Exercise task: Rewrite the data from the line containing "Target: girl's mouth" through the end, replacing "bob haircut" with "short haircut" and leaving everything else unchanged. Give only those lines, without the pictures.

=====

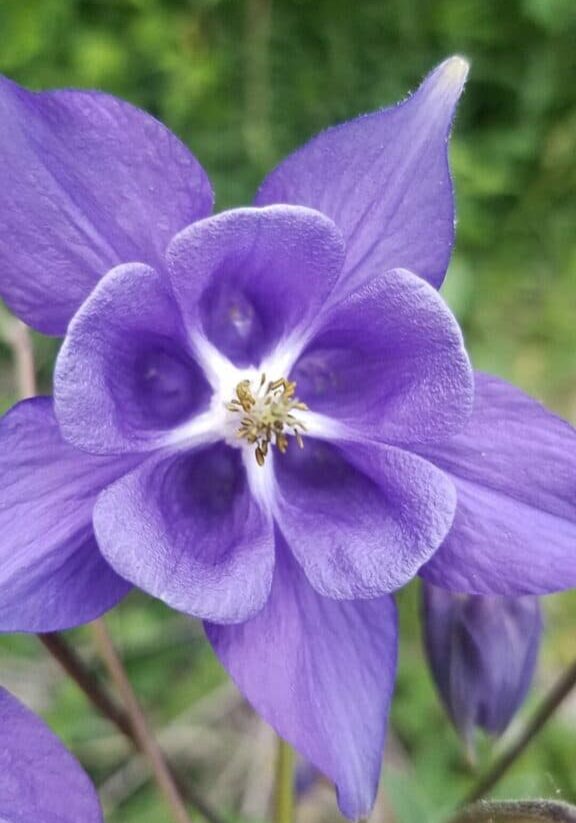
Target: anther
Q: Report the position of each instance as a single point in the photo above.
(268, 415)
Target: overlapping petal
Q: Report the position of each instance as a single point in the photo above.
(39, 778)
(52, 575)
(321, 672)
(249, 278)
(125, 377)
(390, 363)
(384, 180)
(185, 528)
(515, 473)
(87, 182)
(361, 520)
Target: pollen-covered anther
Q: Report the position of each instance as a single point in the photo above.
(268, 415)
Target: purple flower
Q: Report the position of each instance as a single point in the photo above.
(189, 379)
(39, 779)
(482, 652)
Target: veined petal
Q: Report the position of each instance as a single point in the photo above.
(52, 575)
(514, 468)
(39, 778)
(86, 182)
(249, 278)
(125, 377)
(185, 528)
(361, 519)
(321, 672)
(390, 363)
(384, 180)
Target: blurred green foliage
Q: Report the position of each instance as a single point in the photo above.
(243, 82)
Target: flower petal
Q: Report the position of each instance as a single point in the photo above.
(515, 473)
(482, 651)
(186, 529)
(124, 377)
(39, 778)
(86, 182)
(390, 363)
(250, 277)
(361, 519)
(52, 575)
(384, 180)
(321, 672)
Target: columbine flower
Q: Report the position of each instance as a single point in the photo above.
(39, 779)
(482, 652)
(264, 421)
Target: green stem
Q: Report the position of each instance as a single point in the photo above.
(284, 796)
(547, 708)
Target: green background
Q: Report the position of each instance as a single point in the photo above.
(243, 82)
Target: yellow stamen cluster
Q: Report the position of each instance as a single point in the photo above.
(268, 415)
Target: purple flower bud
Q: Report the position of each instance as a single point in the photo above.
(482, 652)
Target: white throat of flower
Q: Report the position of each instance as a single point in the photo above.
(267, 413)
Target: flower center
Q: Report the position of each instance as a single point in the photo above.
(267, 415)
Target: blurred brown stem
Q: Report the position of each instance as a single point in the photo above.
(142, 734)
(131, 722)
(18, 338)
(518, 811)
(559, 691)
(101, 699)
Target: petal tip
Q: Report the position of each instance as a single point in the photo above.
(452, 73)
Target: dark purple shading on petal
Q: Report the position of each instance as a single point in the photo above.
(52, 575)
(390, 362)
(321, 672)
(250, 277)
(124, 377)
(86, 182)
(185, 528)
(40, 781)
(361, 520)
(483, 653)
(515, 473)
(384, 180)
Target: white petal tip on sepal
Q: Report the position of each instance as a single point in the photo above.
(452, 73)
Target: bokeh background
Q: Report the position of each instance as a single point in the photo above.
(243, 82)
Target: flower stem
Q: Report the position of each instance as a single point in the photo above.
(131, 723)
(18, 338)
(518, 811)
(100, 698)
(549, 704)
(284, 795)
(147, 743)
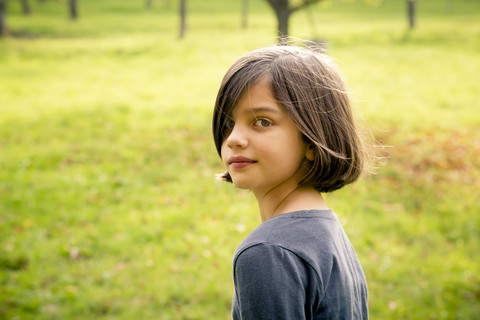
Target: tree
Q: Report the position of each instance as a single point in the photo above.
(3, 16)
(244, 13)
(411, 13)
(183, 9)
(72, 6)
(25, 7)
(283, 10)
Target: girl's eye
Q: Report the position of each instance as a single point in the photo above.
(263, 123)
(229, 124)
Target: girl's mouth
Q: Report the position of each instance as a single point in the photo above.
(238, 162)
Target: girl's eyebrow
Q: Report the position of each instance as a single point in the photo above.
(263, 109)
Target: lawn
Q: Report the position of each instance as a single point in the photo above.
(108, 204)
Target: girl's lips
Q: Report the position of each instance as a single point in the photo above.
(239, 162)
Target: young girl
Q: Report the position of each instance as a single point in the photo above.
(283, 127)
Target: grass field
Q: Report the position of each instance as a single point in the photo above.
(108, 206)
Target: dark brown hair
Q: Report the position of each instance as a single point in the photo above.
(312, 92)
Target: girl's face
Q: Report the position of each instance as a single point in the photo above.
(263, 149)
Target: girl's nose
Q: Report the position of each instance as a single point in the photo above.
(237, 138)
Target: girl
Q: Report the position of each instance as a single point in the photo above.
(283, 127)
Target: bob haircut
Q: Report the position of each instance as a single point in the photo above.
(310, 89)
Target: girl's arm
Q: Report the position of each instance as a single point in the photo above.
(273, 283)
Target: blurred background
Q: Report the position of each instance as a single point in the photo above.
(108, 204)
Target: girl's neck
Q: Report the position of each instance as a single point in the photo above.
(288, 200)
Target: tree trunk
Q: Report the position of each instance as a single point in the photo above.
(3, 16)
(283, 16)
(411, 13)
(25, 7)
(73, 9)
(244, 13)
(183, 10)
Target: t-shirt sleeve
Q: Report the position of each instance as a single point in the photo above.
(270, 283)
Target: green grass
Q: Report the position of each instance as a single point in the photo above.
(108, 206)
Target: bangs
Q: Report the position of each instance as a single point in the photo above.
(237, 81)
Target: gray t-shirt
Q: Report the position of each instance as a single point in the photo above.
(299, 265)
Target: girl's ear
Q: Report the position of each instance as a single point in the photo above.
(310, 154)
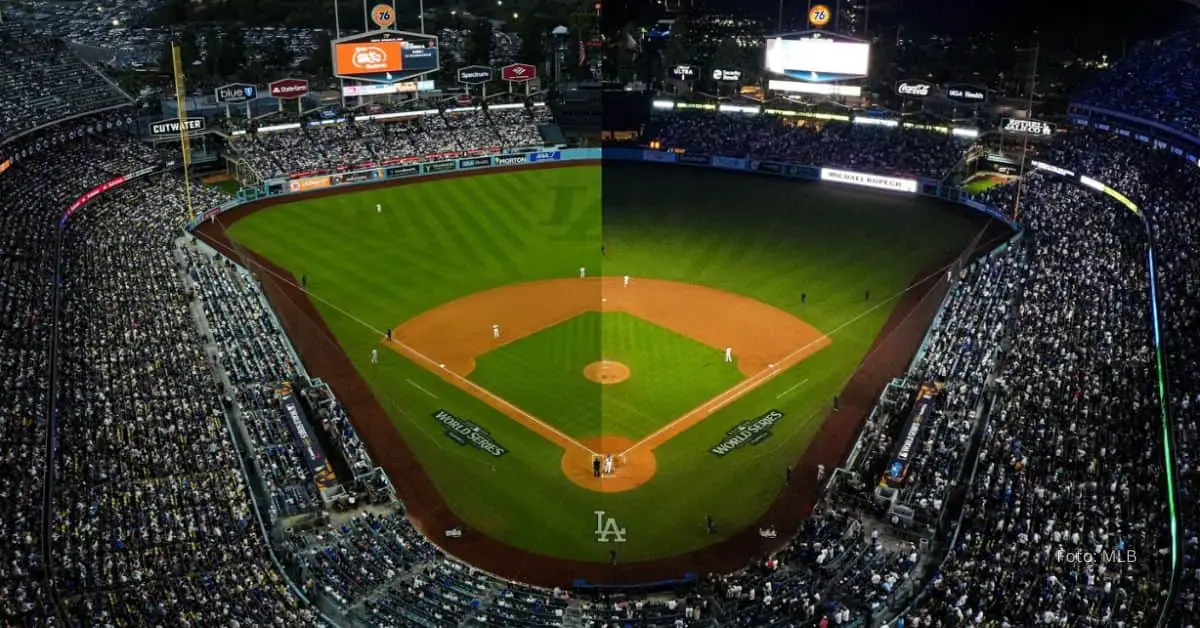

=====

Task output:
Target: girl's mouth
Q: Report the position of each instance as a single point in the photo above.
(238, 162)
Target: girl's eyebrow
Q: Report the position of each instance as a single point in the photo above.
(263, 109)
Target: lawn
Q: Report the position of each instance as a single point in the photo above.
(108, 204)
Target: girl's lips
Q: Report the position of each instance as a single point in the photo above.
(239, 162)
Target: young girl
Q: Report the position of each instance as a single point in the photo above.
(283, 127)
Target: grass field
Q: Report the position of each instance as a single point in the photo above.
(108, 206)
Target: dark brown hair
Q: Report the position of each instance as a single point in the photo above.
(312, 92)
Target: girl's face
Q: Report the position of each instance as a single point in the photo above.
(263, 149)
Target: girl's nose
Q: Report the position of each instance as a single point in the photo above.
(237, 138)
Target: girl
Q: Report the position of each instance as a single point in the photo above.
(283, 127)
Target: short haircut
Q: Report the position of each instance as a single point in the photo above.
(310, 89)
Target: girl's arm
Q: Report the position of each instance as a single point in the photo above.
(273, 283)
Target: blurred background
Q: Report the position of each instance as a single point in the photo above.
(108, 204)
Target: girl's neck
Q: Report the position of each instance as a single point in the photo above.
(288, 200)
Target: tree trunk
Q: Report the position of each instance as a single point in the photo above.
(3, 16)
(283, 16)
(411, 13)
(25, 7)
(73, 9)
(244, 13)
(183, 10)
Target: t-shirt sleeve
Q: Report the position of each instance as a single point in the photo above.
(270, 283)
Target: green grass
Q: Report the position of each instance as a single point in the photo above.
(108, 206)
Target: bangs
Q: Report the position of each instance as a single point in the photo above.
(237, 81)
Target: gray t-shirt
Q: Report the position of each instance as a single point in the photo above.
(299, 265)
Target: girl's ear
Q: Report the position of each instance as a single point in the photo above.
(310, 154)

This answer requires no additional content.